Task details — The lines to extract start at the one containing "Tag each instance of the white paper" and end with the last line; give them exactly and nothing more.

= = = = =

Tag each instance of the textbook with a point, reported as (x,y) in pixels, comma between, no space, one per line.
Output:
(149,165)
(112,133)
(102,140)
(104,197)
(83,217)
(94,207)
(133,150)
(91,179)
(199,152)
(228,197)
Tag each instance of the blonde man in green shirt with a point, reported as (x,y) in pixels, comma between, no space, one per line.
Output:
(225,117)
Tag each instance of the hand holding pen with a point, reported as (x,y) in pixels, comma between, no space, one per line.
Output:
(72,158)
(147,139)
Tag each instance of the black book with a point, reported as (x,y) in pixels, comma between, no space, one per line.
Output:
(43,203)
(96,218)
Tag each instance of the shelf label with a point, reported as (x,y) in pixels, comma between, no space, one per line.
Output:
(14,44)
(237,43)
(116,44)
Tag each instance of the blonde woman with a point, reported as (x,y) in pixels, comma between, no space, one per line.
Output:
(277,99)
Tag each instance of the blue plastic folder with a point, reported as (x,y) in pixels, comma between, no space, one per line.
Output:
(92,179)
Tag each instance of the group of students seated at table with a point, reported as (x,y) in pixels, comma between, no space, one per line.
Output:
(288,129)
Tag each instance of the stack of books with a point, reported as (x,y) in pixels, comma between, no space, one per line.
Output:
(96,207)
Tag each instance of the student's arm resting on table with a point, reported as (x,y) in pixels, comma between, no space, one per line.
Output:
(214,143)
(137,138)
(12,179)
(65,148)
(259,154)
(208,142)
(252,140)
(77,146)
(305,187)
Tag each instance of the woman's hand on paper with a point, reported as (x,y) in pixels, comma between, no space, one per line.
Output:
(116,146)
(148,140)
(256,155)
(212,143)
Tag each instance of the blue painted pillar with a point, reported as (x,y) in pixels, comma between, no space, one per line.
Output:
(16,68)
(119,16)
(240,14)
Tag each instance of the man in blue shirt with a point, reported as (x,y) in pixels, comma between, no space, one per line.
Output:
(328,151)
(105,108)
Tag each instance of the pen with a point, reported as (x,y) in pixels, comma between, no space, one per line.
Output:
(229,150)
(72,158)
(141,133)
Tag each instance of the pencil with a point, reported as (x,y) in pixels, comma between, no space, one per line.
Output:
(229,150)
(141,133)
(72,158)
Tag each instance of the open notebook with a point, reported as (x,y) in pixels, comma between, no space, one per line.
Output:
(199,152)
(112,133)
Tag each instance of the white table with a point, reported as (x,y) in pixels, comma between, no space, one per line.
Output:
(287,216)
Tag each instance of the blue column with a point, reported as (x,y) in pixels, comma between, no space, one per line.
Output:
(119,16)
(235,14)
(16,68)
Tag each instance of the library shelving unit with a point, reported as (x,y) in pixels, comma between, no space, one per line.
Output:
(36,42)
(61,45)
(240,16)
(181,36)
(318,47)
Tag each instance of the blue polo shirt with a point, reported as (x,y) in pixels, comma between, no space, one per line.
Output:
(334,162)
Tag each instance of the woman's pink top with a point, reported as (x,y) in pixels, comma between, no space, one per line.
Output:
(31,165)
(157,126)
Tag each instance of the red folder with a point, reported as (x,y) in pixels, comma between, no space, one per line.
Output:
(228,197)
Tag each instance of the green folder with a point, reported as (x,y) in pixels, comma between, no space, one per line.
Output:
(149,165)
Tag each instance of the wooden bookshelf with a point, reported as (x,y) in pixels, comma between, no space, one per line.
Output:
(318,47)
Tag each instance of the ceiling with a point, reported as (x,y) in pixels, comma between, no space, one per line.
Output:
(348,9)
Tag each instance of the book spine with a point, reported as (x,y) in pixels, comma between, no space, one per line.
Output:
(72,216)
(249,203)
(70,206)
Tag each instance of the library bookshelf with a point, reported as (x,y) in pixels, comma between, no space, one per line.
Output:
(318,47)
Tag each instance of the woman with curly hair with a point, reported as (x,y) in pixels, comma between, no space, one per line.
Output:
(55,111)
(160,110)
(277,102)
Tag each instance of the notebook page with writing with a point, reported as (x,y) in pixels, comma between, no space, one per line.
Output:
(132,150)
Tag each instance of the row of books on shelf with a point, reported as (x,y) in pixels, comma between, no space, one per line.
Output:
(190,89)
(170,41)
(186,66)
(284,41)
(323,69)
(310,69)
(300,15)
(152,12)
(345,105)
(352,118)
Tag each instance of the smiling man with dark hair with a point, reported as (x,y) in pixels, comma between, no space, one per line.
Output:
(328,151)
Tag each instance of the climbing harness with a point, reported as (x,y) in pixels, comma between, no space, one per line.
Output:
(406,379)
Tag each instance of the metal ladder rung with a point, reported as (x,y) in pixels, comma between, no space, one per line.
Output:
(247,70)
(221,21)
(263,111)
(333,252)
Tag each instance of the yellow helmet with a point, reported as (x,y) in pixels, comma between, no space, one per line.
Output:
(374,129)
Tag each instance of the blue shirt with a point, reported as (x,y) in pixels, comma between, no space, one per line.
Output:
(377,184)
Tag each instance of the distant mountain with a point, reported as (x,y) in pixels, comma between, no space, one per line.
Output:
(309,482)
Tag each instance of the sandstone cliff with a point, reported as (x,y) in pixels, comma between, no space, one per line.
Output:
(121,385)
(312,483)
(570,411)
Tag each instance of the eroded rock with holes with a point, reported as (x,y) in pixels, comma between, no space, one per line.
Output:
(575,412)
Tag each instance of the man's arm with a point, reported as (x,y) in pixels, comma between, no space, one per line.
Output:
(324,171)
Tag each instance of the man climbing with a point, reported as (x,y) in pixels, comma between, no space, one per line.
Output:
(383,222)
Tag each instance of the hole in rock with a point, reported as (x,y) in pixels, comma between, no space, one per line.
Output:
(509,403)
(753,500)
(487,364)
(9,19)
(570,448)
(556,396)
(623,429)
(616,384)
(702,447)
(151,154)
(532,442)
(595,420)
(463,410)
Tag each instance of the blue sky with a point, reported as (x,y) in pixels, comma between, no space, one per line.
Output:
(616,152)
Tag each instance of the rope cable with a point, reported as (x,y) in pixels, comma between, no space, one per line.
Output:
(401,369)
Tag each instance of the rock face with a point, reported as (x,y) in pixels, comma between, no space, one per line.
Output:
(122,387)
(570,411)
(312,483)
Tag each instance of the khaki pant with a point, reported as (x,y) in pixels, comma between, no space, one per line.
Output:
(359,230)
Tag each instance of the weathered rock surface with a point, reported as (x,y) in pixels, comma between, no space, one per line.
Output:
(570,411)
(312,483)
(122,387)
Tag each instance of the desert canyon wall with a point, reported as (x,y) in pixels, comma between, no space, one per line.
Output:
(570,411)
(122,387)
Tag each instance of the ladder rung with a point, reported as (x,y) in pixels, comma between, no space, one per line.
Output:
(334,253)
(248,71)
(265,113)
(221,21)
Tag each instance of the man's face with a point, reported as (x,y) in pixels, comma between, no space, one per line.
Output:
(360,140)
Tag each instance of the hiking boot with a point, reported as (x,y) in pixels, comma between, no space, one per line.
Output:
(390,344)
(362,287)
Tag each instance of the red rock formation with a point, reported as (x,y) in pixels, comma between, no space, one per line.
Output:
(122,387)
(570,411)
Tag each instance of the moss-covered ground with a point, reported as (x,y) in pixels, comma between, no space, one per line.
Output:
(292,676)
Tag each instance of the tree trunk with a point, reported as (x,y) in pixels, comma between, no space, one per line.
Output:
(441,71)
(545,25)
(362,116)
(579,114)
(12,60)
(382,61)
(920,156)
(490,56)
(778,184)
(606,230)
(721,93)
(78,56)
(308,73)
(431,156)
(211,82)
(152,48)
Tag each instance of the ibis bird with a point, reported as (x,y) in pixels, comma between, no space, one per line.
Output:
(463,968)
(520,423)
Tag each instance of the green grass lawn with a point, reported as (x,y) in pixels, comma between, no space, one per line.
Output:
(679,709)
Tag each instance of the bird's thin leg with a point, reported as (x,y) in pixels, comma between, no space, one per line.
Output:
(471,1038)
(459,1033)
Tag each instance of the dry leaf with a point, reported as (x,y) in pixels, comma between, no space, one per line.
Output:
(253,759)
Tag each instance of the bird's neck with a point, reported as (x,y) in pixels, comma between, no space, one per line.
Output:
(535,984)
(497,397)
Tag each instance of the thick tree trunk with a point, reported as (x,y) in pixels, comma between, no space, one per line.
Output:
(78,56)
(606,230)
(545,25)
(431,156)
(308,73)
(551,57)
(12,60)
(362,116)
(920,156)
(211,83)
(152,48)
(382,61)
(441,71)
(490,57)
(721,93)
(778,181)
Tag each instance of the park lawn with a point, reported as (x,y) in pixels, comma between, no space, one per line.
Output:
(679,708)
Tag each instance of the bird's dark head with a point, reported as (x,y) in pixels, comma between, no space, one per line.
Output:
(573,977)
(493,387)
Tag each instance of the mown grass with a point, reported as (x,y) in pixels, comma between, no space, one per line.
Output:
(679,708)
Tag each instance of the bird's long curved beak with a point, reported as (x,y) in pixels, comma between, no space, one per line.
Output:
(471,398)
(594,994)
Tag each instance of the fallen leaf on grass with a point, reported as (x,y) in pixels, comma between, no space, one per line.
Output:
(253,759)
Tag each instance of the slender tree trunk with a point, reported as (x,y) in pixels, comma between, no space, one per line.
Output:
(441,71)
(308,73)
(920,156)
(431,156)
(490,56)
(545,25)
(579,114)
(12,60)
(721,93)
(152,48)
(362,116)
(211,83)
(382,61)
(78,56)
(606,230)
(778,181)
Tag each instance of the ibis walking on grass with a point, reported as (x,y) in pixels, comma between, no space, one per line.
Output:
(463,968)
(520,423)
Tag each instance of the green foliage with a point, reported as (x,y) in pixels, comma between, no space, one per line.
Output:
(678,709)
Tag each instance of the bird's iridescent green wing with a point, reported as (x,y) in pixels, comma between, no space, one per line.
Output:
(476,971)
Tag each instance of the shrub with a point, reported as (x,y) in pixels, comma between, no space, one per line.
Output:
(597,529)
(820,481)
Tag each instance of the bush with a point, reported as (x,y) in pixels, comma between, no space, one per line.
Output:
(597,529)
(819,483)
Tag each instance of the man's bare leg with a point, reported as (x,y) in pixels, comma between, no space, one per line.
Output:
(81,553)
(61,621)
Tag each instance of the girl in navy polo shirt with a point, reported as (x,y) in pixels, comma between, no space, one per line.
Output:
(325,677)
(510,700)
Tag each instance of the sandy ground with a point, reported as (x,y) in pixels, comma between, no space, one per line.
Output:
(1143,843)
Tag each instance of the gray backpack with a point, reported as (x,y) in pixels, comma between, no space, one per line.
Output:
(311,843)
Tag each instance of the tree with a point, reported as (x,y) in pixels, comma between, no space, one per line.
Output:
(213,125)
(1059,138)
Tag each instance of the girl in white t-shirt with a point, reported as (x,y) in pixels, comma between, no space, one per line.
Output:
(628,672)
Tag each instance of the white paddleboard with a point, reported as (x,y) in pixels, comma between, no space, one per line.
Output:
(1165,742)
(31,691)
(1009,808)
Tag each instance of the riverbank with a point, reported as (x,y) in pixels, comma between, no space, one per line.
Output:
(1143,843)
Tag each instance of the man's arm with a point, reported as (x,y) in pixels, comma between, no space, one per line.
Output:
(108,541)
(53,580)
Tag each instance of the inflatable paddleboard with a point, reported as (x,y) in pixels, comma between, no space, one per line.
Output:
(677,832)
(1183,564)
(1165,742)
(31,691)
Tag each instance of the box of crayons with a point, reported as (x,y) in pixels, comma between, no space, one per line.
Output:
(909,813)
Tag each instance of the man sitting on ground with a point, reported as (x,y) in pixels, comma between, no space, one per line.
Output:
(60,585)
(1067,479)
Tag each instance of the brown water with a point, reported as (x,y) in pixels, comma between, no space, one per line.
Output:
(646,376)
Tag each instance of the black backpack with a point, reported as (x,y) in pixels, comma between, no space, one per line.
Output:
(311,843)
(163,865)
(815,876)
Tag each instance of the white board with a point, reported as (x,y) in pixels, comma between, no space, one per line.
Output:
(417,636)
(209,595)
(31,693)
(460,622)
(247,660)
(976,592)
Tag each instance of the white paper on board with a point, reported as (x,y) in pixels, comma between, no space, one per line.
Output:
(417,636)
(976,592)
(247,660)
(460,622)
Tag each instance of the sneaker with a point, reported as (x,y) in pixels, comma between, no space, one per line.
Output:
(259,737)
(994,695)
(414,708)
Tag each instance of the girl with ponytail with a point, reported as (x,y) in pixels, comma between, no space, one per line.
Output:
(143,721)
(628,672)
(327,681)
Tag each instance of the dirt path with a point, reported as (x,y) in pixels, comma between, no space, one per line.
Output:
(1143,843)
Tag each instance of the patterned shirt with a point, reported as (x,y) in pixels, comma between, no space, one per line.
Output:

= = = = =

Output of the task —
Tag each instance of the white paper on board with a point, reported as (x,y) in pixels, comma between, no space, one per line.
Output:
(417,636)
(976,592)
(247,660)
(460,622)
Tag each instance of the sneaker with a point, reported as (x,y) in pixels, comma between, no space, one per line.
Output:
(259,737)
(994,695)
(414,708)
Tag each instance of the girl with ponytail with a point, reported as (x,y) in pixels, comma between, no space, one per line.
Output:
(143,721)
(628,672)
(327,681)
Tag each instance of the dirt path with a point, reported as (x,y) in pixels, comma between, no space, one per line.
Output:
(1143,843)
Tag each instance of the patterned shirt with a point, reported as (x,y) in pixels, comma between, no space, one per line.
Output:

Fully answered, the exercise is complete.